[Work to do] What is needed is the run of lines from the one with "TARGET = van wheel" through the close of the data, set down exactly.
+++ Stored rows
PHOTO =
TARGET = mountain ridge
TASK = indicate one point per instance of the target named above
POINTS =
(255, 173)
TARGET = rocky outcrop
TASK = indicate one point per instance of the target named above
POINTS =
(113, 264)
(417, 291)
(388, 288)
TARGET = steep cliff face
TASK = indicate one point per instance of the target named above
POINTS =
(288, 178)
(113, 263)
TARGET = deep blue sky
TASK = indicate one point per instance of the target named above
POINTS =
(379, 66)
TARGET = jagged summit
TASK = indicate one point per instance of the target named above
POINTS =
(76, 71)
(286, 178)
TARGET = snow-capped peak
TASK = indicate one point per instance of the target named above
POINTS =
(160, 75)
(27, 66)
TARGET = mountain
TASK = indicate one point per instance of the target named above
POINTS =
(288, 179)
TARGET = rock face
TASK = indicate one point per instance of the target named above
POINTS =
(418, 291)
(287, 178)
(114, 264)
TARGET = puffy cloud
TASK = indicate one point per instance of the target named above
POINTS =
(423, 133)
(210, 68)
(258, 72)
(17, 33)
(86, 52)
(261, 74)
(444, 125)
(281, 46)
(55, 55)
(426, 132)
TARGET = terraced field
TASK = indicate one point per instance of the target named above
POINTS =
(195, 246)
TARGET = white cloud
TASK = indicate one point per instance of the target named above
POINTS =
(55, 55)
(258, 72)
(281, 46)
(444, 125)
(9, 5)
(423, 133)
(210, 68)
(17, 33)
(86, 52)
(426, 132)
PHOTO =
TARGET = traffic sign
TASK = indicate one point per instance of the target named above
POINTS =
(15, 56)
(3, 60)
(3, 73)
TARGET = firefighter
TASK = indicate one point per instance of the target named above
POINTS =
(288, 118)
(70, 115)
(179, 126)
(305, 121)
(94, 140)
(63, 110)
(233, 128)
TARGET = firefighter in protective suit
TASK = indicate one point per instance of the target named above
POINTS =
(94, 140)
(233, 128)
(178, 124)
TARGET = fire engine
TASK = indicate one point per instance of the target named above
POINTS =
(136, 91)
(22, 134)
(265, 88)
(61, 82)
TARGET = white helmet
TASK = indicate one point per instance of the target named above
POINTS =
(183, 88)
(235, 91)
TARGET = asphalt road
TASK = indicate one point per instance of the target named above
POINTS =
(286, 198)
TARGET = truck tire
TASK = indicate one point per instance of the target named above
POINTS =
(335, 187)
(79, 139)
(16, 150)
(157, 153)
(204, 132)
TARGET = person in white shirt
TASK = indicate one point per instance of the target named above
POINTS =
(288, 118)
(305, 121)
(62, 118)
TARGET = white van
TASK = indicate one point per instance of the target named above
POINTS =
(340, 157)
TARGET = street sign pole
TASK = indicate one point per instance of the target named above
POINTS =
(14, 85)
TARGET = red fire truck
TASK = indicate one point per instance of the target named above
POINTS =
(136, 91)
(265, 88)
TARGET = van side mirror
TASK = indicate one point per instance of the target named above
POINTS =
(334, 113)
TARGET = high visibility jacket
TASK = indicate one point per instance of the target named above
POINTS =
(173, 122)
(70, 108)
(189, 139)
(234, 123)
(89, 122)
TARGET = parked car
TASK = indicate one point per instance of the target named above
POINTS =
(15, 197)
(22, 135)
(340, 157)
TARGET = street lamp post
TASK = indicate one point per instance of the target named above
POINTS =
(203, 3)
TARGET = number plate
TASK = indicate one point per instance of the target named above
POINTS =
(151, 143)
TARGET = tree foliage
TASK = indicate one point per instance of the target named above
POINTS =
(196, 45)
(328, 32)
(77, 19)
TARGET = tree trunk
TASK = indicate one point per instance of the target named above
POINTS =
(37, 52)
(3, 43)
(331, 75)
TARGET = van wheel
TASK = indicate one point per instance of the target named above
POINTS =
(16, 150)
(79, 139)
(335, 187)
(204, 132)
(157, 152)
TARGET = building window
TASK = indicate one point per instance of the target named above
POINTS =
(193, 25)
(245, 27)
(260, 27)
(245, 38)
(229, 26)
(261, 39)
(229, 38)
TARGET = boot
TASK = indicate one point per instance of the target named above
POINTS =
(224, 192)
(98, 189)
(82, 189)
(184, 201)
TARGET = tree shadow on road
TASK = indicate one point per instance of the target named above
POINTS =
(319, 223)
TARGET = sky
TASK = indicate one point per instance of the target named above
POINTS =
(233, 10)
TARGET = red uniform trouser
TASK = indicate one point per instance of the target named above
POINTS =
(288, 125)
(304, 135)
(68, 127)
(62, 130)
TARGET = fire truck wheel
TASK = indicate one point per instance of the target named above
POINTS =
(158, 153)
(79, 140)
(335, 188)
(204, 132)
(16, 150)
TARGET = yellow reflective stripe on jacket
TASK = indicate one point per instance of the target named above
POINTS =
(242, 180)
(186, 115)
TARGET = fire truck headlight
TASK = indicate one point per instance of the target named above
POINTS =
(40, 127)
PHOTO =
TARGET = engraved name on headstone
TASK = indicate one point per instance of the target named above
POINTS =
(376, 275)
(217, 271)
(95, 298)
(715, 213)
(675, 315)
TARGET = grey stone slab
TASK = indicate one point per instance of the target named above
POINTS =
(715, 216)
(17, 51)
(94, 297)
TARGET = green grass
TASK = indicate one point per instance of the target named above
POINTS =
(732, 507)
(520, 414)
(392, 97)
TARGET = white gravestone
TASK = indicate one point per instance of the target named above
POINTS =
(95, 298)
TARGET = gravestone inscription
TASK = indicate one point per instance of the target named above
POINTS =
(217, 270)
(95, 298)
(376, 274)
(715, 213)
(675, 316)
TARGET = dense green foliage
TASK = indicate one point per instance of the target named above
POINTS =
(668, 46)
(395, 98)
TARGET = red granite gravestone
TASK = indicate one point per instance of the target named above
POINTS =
++++++
[Exercise output]
TARGET = van wheel
TASK = indicate one point per instance of the target named above
POINTS =
(16, 150)
(79, 139)
(335, 187)
(204, 132)
(157, 152)
TARGET = building window
TASK = indicate one point per instance of the target named above
POINTS =
(193, 25)
(245, 27)
(260, 27)
(245, 38)
(229, 26)
(261, 39)
(229, 38)
TARGET = boot
TASK = indicate one point per instance of the target named above
POINTS =
(224, 192)
(98, 189)
(82, 189)
(184, 201)
TARGET = tree shadow on road
TASK = indicate one point per instance of the target named above
POINTS =
(319, 223)
TARGET = sky
TASK = indicate one point per instance of the target named above
POINTS =
(233, 10)
TARGET = red uniform trouser
TASK = indicate one point per instance of the target named above
POINTS =
(288, 125)
(304, 135)
(68, 127)
(62, 130)
TARGET = fire truck wheel
TASK = indicate one point per instance of the target named above
POINTS =
(158, 153)
(79, 140)
(335, 188)
(204, 132)
(16, 150)
TARGET = yellow reflective stripe on jacket
TASK = indicate one point per instance of the target named above
POINTS =
(242, 180)
(186, 115)
TARGET = fire truck headlight
TASK = indicate one point per instance of the target named above
POINTS =
(40, 127)
PHOTO =
TARGET = engraved name on headstone
TASK = indicate one point per instance of the target named above
POINTS =
(376, 275)
(217, 271)
(95, 298)
(715, 213)
(675, 315)
TARGET = grey stone slab
TASK = indicate one point per instance of the target named above
POINTS =
(715, 216)
(17, 51)
(94, 297)
TARGET = green grass
TASK = indicate one point per instance of the target named above
POINTS =
(732, 507)
(520, 414)
(392, 97)
TARGET = white gravestone
TASK = indicate one point per instance of the target named above
POINTS =
(95, 298)
TARGET = gravestone inscription
TASK = indicate one point per instance of the target named above
POINTS =
(217, 270)
(95, 298)
(376, 274)
(715, 213)
(675, 316)
TARGET = dense green foliage
TASK = indicate one point per instance of the target named above
POINTS =
(668, 46)
(395, 98)
TARGET = red granite gravestone
TASK = indicate one point per instance of the target named above
POINTS =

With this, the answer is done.